#### [What you should do]
Write out only the tail of the records, beginning at the line containing "In the photo above, where can the lion's eye" and including the last line, exactly as written.

#### [Exercise input]

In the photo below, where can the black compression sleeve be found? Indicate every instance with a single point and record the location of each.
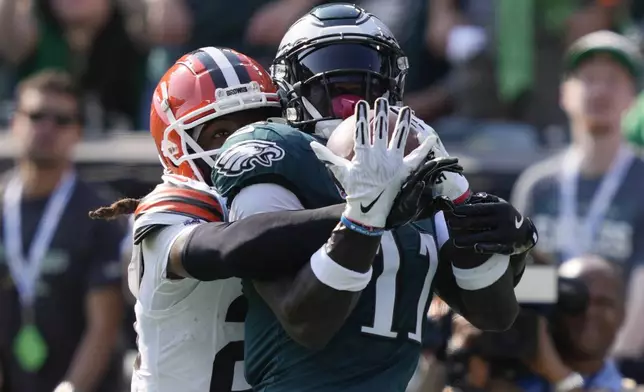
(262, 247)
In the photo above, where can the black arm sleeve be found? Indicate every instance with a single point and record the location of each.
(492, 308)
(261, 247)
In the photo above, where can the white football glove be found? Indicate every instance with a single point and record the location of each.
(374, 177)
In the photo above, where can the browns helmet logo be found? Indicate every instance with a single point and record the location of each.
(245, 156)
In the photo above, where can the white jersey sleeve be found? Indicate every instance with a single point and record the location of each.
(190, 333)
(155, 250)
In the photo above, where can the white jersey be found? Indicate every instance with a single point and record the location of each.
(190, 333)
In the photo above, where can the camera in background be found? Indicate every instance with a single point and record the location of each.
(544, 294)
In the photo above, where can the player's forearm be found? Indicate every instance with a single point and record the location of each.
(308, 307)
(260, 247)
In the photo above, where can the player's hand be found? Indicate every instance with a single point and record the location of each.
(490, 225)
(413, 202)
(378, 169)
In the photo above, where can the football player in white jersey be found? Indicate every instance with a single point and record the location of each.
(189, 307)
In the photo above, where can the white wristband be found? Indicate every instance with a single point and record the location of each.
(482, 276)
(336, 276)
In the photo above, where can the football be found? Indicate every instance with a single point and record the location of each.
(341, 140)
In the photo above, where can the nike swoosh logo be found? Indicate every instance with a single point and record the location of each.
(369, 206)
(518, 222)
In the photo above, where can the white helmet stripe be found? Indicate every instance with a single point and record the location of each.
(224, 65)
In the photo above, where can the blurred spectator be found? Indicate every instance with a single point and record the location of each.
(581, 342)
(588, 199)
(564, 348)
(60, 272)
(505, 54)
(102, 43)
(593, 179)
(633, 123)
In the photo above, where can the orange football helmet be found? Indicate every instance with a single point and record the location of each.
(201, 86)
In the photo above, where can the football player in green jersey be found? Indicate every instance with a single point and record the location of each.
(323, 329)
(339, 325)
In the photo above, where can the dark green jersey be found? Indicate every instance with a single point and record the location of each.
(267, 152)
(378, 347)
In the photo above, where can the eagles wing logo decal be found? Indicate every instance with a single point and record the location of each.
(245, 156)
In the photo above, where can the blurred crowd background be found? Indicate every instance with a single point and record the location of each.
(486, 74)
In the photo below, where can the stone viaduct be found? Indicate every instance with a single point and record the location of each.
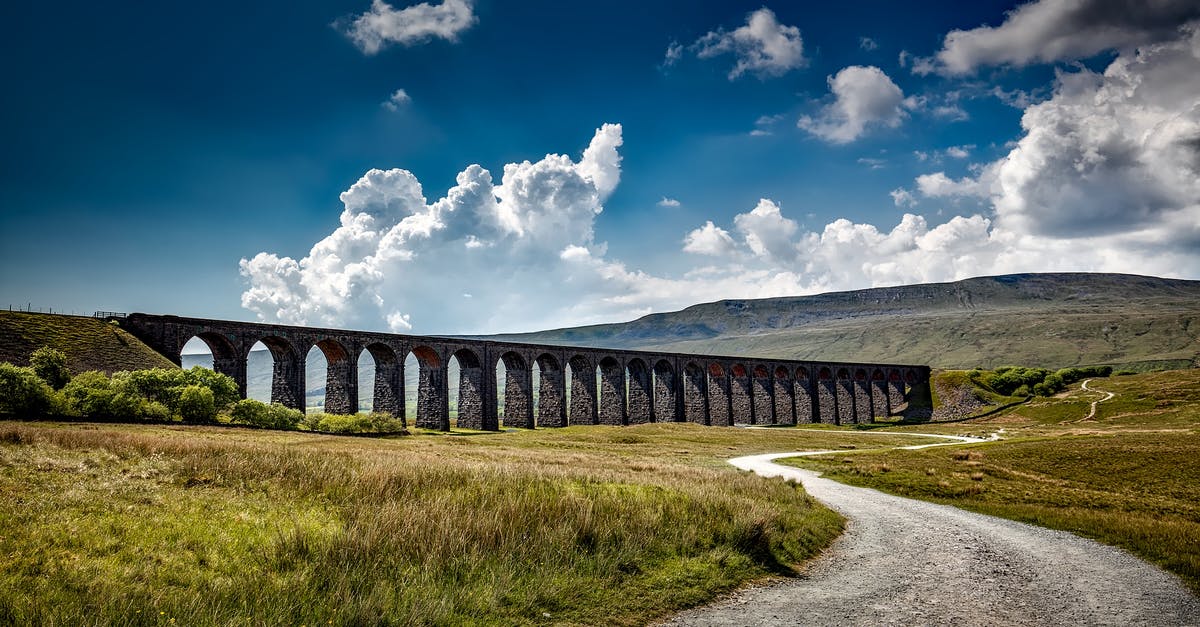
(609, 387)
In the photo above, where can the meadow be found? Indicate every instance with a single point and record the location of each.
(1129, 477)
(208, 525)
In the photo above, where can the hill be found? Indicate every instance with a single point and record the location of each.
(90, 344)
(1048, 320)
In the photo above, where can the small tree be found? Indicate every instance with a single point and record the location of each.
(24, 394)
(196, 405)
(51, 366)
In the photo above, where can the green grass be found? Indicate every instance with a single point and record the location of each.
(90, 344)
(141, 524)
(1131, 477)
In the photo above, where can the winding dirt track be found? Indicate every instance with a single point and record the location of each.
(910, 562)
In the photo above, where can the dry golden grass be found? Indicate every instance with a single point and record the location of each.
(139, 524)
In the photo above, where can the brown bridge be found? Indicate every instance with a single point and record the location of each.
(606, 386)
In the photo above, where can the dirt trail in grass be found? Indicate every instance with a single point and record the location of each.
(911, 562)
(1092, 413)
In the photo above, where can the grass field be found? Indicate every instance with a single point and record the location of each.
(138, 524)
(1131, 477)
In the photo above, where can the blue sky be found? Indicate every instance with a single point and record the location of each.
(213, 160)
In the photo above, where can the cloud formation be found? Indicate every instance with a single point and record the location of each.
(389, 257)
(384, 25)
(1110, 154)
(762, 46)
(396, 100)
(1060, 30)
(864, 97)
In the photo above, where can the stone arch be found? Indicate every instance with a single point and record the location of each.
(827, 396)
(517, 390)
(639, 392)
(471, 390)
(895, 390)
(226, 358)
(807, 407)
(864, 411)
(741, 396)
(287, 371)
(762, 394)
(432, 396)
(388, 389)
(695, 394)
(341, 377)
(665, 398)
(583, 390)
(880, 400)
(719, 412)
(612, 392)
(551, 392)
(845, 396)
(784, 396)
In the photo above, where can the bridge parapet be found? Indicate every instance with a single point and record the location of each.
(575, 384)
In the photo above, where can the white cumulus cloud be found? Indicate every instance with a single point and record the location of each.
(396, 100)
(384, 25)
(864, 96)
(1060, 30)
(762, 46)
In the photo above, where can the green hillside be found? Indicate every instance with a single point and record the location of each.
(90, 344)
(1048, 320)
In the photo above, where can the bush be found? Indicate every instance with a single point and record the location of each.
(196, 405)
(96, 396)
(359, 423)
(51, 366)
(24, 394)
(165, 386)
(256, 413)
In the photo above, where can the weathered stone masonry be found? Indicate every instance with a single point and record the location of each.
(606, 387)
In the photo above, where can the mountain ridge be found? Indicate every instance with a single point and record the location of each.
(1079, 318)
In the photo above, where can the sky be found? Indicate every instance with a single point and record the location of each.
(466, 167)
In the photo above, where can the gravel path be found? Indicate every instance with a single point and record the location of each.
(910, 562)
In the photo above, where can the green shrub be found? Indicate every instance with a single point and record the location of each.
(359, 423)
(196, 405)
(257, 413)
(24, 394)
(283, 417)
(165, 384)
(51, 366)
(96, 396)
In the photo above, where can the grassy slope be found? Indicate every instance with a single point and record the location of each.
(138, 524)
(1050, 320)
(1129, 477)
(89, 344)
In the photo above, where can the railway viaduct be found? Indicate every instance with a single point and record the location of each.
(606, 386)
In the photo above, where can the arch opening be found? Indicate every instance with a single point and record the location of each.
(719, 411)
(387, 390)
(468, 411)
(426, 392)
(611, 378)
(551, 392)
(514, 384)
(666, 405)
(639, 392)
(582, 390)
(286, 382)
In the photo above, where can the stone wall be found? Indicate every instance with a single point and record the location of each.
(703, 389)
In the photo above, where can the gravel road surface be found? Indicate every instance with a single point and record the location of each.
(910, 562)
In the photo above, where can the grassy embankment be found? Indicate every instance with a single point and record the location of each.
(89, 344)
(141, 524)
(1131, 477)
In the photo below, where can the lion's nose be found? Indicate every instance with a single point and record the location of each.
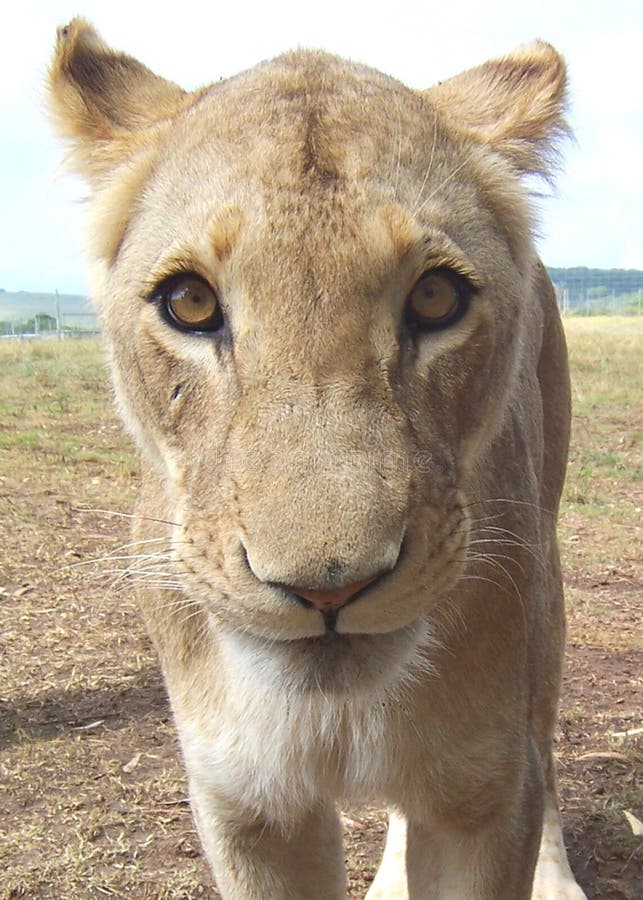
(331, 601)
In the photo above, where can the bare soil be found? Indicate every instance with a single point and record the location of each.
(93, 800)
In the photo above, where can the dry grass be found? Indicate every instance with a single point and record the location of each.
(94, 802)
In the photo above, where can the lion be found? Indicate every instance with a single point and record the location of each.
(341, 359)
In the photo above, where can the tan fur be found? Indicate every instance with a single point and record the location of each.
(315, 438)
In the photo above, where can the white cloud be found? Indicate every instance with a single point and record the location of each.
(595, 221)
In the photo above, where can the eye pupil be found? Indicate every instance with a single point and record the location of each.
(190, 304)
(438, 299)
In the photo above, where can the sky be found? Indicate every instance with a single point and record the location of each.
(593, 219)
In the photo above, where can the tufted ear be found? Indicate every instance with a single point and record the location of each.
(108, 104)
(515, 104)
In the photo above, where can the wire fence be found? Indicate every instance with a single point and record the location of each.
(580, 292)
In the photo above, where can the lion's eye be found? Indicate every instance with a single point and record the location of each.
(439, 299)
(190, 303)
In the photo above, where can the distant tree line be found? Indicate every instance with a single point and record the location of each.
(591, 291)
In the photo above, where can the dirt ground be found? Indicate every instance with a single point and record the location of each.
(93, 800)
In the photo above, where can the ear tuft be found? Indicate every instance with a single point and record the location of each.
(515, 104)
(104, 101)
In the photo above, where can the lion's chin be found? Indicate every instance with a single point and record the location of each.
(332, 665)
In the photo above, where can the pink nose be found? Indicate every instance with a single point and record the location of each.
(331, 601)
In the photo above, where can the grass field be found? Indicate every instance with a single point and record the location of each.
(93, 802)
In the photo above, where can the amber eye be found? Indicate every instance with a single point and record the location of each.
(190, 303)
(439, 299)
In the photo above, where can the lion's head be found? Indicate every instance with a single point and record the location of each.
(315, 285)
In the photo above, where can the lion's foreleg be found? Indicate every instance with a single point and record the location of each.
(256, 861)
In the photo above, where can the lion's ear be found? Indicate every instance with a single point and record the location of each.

#### [Solution]
In the photo above, where can the lion's eye be found? Indicate every instance with a single point and record the location of each.
(439, 299)
(190, 303)
In the photo above, where can the distant tree line be found? Indicate every instance with a single point and record the location of each.
(591, 291)
In the photo above, where can the dirt ground be found? Indicate every instance with a single point and record the location of each.
(93, 800)
In the photo above, where can the ear tuft be found? Indicate every instance with a single point and record the location of each.
(515, 104)
(104, 101)
In the photo above, where can the lion's chin be found? Indicate every instance with a single point and record the location of each.
(332, 665)
In the photo above, where can the pink nose be found? Indicate every instance with a single point and record the location of each.
(331, 601)
In the photo above, where can the grass field be found? Indicate every instance with a single point and record the location of each.
(93, 802)
In the photo above, where can the amber eye be found? Indicate every instance with a single point and record the location of each.
(190, 303)
(439, 299)
In the photo above, where can the lion's head be found? Indicate every instance with a single point and record the location of each.
(315, 285)
In the photo above, where can the lion's foreleg be found? Indicate every instance with a single point and record the location of each.
(256, 861)
In the photo above, where can the lion's ear be found? Indicate every instance with a single point and record the location of each.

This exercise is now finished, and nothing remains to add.